• SECCIÓN DE TEXTO

La política y la economía son los temas de conversación por excelencia entre mi dentista y yo. Nos vemos cada seis meses, para la revisión de rutina, durante la cual repasamos muy por encima algunos problemillas de geopolítica o macroeconomía que se nos habían quedado en el tintero, o, mejor dicho, en el escupidero. En cambio, si me tiene que arreglar una caries, un puro y duro debate sobre el estado de la nación se desarrolla en la consulta. ¿Se atreverían ustedes a hablar de estos temas con su dentista, sin conocerle apenas? Muchos dirán que eso, precisamente, es la democracia. Sin embargo, cuando prima el deber de mantener la boca abierta, resulta harto difícil articular las vocales y las consonantes: la réplica del que se sienta en la silla se asemeja al lenguaje prehistórico de la humanidad, y es necesaria por su parte cierta voluntad de síntesis para que la comunicación se logre con relativo éxito.

De tal forma, cuando el dentista -un hombre joven- me pregunta: "¿Tú crees que va a aumentar aún más el endeudamiento de la familia?", respondo cambiando los términos: "Yho greo gue ga a aughengar agún gá lha ghaguilia delh engueugaguiengo". No sé si el dentista está absolutamente de acuerdo con éste razonamiento singular, pero ha interrumpido su labor con el torno, que deposita por un instante junto a las demás herramientas, y me rocía brevemente con un espray para escudriñar mi orificio bucal. Después de remirarme aquí y allá, el dentista me indica que me enjuague para seguir con su tarea. Recuperada mi libertad condicional de lengua tras escupir el colutorio y limpiarme los labios con una servilleta, propongo, aprensivo, a mi dentista: "¿Por qué no hablamos de otra cosa?". Él ríe, hace un gesto afirmativo, y me abre otra vez la boca para aplicarme de nuevo el torno.

• EJERCICIOS PARA RESOLVER
a. Responde estas preguntas según el texto sobre el dentista:
(i) ¿Cada cuánto tiempo se ven quien narra y su dentista?
(ii) ¿Dónde deja el dentista el torno cuando interrumpe su labor?
(iii) ¿Con qué se limpia los labios quien narra después de escupir el colutorio?
b. Duplica del texto sobre el dentista todo lo que va desde "De tal forma, cuando" hasta "nuevo el torno.".
c. Traduce al inglés esta oración del texto sobre el dentista: "Después de remirarme aquí y allá, el dentista me indica que me enjuague para seguir con su tarea."
Los registros no tienen relación alguna con el texto sobre el dentista.

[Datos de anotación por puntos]
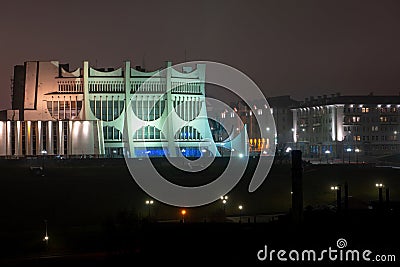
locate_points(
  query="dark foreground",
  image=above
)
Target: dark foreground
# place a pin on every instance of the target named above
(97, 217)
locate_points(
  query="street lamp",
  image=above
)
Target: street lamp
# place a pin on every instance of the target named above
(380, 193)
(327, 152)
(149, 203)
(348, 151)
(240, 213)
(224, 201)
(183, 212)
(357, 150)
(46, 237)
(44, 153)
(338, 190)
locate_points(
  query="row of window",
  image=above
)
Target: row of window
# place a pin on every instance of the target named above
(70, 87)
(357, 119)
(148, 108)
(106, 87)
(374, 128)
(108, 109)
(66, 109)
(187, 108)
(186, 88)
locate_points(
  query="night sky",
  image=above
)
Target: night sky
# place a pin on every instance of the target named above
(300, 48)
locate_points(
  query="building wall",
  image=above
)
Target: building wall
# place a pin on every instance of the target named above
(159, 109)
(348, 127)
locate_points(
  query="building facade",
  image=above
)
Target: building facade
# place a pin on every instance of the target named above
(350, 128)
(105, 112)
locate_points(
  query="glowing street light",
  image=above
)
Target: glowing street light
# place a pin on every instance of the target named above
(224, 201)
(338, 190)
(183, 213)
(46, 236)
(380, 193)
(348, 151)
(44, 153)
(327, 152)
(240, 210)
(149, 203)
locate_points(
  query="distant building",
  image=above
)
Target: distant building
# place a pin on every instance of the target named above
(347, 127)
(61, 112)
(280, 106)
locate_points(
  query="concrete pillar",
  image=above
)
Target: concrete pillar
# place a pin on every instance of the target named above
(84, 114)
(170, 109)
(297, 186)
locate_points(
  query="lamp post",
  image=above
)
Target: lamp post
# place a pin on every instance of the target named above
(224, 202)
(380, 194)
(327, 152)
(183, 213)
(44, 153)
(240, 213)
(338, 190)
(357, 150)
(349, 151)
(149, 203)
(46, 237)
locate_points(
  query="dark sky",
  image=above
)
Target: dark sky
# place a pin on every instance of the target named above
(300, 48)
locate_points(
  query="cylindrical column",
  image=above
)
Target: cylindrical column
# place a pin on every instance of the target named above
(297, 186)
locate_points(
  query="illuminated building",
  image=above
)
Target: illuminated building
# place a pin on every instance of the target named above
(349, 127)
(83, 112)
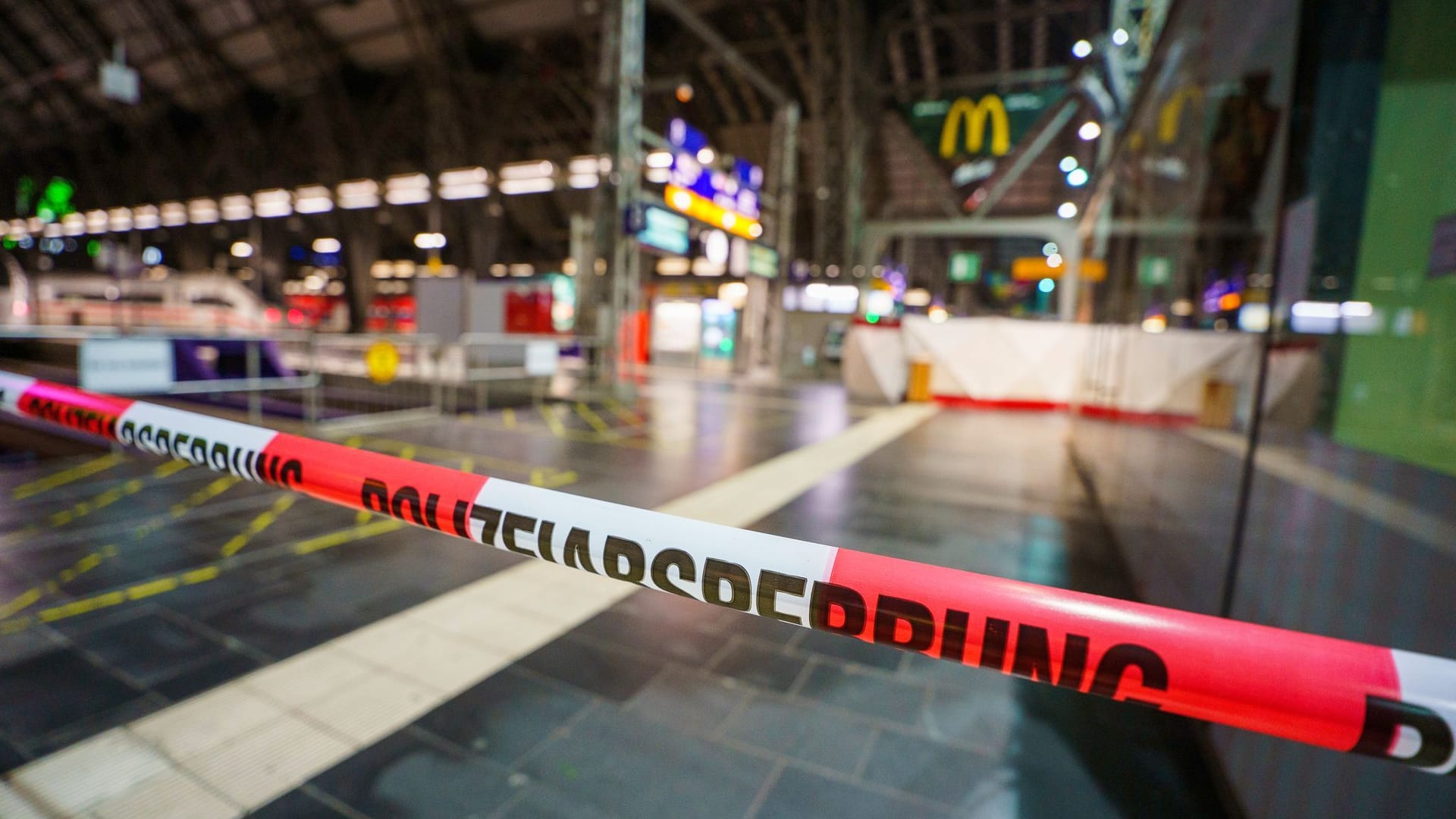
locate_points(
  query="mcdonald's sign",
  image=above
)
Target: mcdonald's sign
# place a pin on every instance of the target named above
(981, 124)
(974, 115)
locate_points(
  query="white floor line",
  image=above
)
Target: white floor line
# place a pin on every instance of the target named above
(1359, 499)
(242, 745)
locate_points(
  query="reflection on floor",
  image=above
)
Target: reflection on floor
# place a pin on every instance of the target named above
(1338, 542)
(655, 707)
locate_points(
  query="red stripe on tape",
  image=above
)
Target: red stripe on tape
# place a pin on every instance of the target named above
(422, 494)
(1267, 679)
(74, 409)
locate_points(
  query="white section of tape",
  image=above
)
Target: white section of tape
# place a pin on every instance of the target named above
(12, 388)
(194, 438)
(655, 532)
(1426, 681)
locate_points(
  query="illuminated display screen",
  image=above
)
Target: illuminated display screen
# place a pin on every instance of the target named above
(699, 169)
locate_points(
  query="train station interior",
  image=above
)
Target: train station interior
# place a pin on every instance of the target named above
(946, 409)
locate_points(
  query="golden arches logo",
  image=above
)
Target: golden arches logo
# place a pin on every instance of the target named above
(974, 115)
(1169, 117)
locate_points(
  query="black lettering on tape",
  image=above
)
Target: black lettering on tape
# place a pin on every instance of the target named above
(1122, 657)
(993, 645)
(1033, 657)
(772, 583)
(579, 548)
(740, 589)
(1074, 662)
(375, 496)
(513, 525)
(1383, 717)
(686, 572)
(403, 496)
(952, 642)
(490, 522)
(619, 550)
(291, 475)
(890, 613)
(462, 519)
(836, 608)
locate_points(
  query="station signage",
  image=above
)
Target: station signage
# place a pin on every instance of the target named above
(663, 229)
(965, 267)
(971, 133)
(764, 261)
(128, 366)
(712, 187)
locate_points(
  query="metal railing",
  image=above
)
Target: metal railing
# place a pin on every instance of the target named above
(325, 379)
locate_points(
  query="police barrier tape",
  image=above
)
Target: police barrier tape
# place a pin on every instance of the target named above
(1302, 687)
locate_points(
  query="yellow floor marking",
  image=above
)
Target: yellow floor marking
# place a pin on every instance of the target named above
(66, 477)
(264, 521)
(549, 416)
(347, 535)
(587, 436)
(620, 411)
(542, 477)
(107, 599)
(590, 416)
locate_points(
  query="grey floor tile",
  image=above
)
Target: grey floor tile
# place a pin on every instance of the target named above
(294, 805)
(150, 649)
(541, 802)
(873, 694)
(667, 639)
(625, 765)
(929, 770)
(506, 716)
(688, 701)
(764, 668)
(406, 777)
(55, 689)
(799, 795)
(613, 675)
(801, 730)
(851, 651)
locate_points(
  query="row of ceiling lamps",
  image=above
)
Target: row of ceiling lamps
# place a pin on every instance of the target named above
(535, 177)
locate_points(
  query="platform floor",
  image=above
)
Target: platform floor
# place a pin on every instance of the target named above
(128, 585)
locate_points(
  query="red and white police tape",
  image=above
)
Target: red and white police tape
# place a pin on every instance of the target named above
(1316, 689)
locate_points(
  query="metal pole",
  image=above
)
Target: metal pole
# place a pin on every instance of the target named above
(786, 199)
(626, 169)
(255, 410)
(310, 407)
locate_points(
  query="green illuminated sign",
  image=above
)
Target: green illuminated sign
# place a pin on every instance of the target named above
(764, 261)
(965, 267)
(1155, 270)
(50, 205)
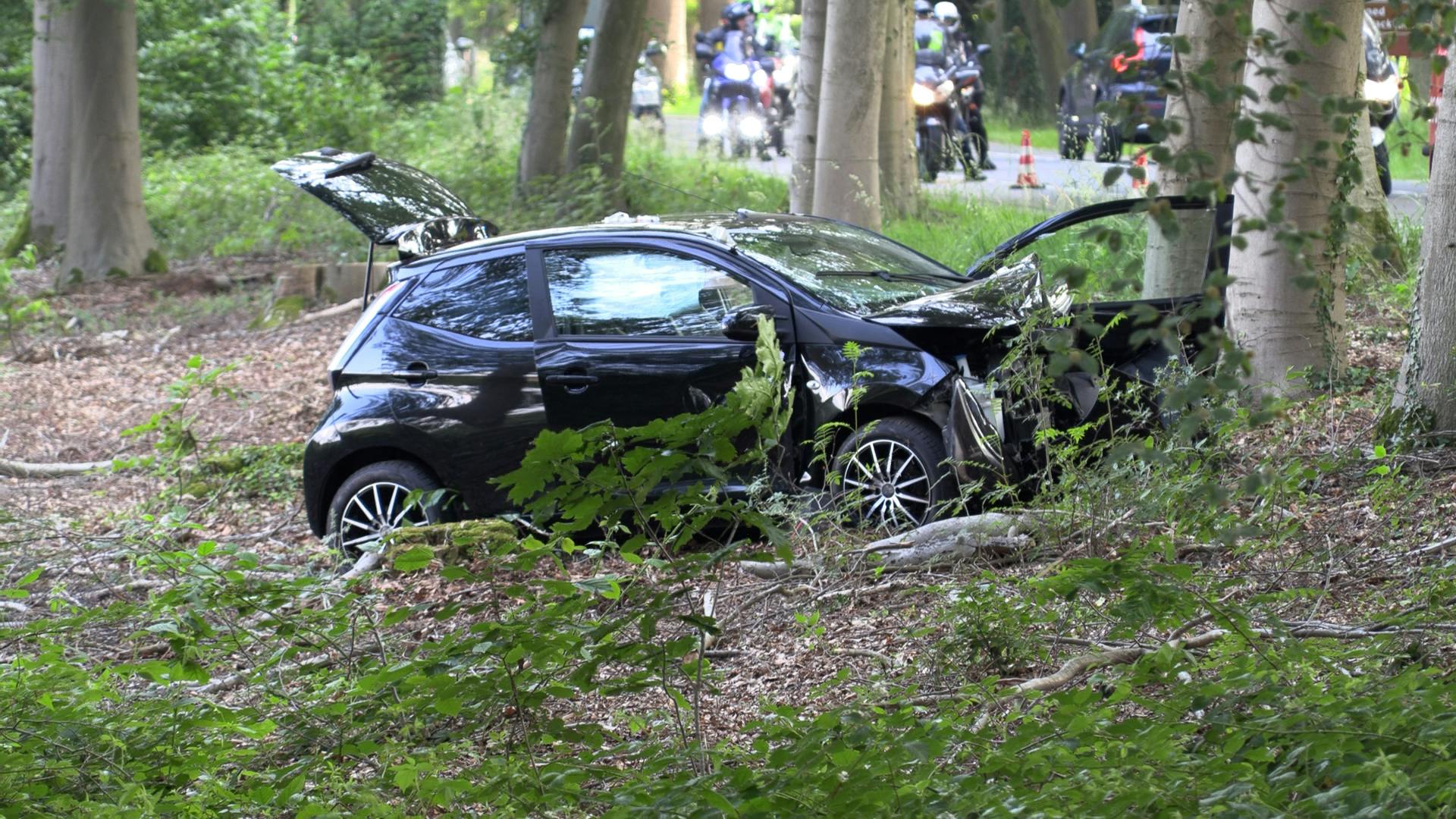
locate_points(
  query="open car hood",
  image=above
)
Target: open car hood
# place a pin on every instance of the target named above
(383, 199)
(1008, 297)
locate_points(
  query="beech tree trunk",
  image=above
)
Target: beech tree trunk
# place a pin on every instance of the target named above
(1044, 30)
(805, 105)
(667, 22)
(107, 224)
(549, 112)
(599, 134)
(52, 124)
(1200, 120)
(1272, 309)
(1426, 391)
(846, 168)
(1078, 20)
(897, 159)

• RESPUESTAS DEL EJERCICIO
a.
(i) Cada seis meses, para la revisión de rutina.
(ii) Lo deja por un instante junto a las demás herramientas.
(iii) Con una servilleta.

b.
De tal forma, cuando el dentista -un hombre joven- me pregunta: "¿Tú crees que va a aumentar aún más el endeudamiento de la familia?", respondo cambiando los términos: "Yho greo gue ga a aughengar agún gá lha ghaguilia delh engueugaguiengo". No sé si el dentista está absolutamente de acuerdo con éste razonamiento singular, pero ha interrumpido su labor con el torno, que deposita por un instante junto a las demás herramientas, y me rocía brevemente con un espray para escudriñar mi orificio bucal. Después de remirarme aquí y allá, el dentista me indica que me enjuague para seguir con su tarea. Recuperada mi libertad condicional de lengua tras escupir el colutorio y limpiarme los labios con una servilleta, propongo, aprensivo, a mi dentista: "¿Por qué no hablamos de otra cosa?". Él ríe, hace un gesto afirmativo, y me abre otra vez la boca para aplicarme de nuevo el torno.

c. After looking me over here and there, the dentist tells me to rinse so he can carry on with his work.